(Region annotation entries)
##############################

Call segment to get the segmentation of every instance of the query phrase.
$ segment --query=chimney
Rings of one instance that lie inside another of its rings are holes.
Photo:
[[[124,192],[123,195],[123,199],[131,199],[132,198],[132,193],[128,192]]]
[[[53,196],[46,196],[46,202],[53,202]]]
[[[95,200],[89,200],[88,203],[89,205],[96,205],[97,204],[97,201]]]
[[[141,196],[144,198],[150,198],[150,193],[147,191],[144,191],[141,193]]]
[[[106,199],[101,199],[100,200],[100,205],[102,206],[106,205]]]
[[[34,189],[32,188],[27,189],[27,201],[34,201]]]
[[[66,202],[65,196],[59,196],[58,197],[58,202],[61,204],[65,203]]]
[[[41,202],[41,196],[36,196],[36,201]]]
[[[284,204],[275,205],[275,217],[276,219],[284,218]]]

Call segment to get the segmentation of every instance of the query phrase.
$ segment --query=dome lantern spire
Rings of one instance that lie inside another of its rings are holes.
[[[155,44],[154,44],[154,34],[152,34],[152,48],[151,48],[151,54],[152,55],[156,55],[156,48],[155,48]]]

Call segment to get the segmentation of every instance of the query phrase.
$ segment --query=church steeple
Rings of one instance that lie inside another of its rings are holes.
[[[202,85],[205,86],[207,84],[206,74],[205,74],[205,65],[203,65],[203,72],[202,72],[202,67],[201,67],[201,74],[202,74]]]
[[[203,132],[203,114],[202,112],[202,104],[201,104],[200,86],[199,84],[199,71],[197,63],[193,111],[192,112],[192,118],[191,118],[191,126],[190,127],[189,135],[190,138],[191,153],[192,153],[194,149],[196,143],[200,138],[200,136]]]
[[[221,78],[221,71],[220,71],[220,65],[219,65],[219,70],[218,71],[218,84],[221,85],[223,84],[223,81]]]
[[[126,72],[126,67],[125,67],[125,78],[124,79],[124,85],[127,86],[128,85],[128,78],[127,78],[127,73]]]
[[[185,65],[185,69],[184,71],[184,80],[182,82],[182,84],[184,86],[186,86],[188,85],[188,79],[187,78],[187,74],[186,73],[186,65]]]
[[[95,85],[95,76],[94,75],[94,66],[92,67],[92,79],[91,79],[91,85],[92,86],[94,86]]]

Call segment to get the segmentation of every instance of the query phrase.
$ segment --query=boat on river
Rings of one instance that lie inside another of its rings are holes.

##############################

Reproduce every line of the records above, character for character.

[TASK RESULT]
Call segment to get the segmentation of every instance of the query phrase.
$ segment --query=chimney
Rings of one instance that lie inside another of its rings are holes.
Photo:
[[[124,192],[123,195],[123,199],[131,199],[132,198],[132,193],[128,192]]]
[[[53,196],[46,196],[46,202],[53,202]]]
[[[95,200],[89,200],[88,203],[89,205],[96,205],[97,204],[97,201]]]
[[[141,196],[144,198],[150,198],[150,193],[147,191],[144,191],[141,193]]]
[[[106,199],[101,199],[100,200],[100,205],[102,206],[106,205]]]
[[[34,189],[32,188],[27,189],[27,201],[34,201]]]
[[[66,202],[65,196],[59,196],[58,197],[58,202],[61,204],[65,203]]]
[[[41,202],[41,196],[36,196],[36,201]]]
[[[284,204],[275,205],[275,217],[276,219],[284,218]]]

Call segment to get the segmentation of every instance of the query phrase.
$ segment --query=dome lantern spire
Rings of one instance that lie inside another of its rings are holes.
[[[155,44],[154,44],[154,34],[152,34],[152,48],[151,48],[151,54],[152,55],[156,55],[156,48],[155,48]]]

Call segment to get the segmentation of every instance of the query phrase.
$ segment --query=church steeple
Rings of one instance that lie inside another of its rings are holes.
[[[202,85],[205,86],[207,84],[206,74],[205,74],[205,65],[203,65],[203,72],[202,72],[202,67],[201,67],[201,74],[202,74]]]
[[[203,132],[203,114],[202,112],[202,104],[201,104],[200,86],[199,84],[199,71],[197,63],[193,111],[192,112],[192,118],[191,118],[191,126],[190,127],[189,135],[190,138],[191,153],[192,153],[194,149],[196,143],[200,138],[200,136]]]
[[[221,78],[221,71],[220,71],[220,65],[219,65],[219,70],[218,71],[218,84],[221,85],[223,84],[223,81]]]
[[[126,72],[126,67],[125,67],[125,78],[124,79],[124,85],[127,86],[128,85],[128,78],[127,78],[127,73]]]
[[[185,65],[185,69],[184,71],[184,80],[182,82],[182,84],[184,86],[186,86],[188,85],[188,79],[187,78],[187,74],[186,73],[186,65]]]
[[[95,85],[95,76],[94,75],[94,66],[92,67],[92,79],[91,79],[91,85],[92,86],[94,86]]]

Call segment to get the segmentation of every instance of the query phrase.
$ segment --query=boat on river
Rings of one instance that lie inside another of its rings are holes.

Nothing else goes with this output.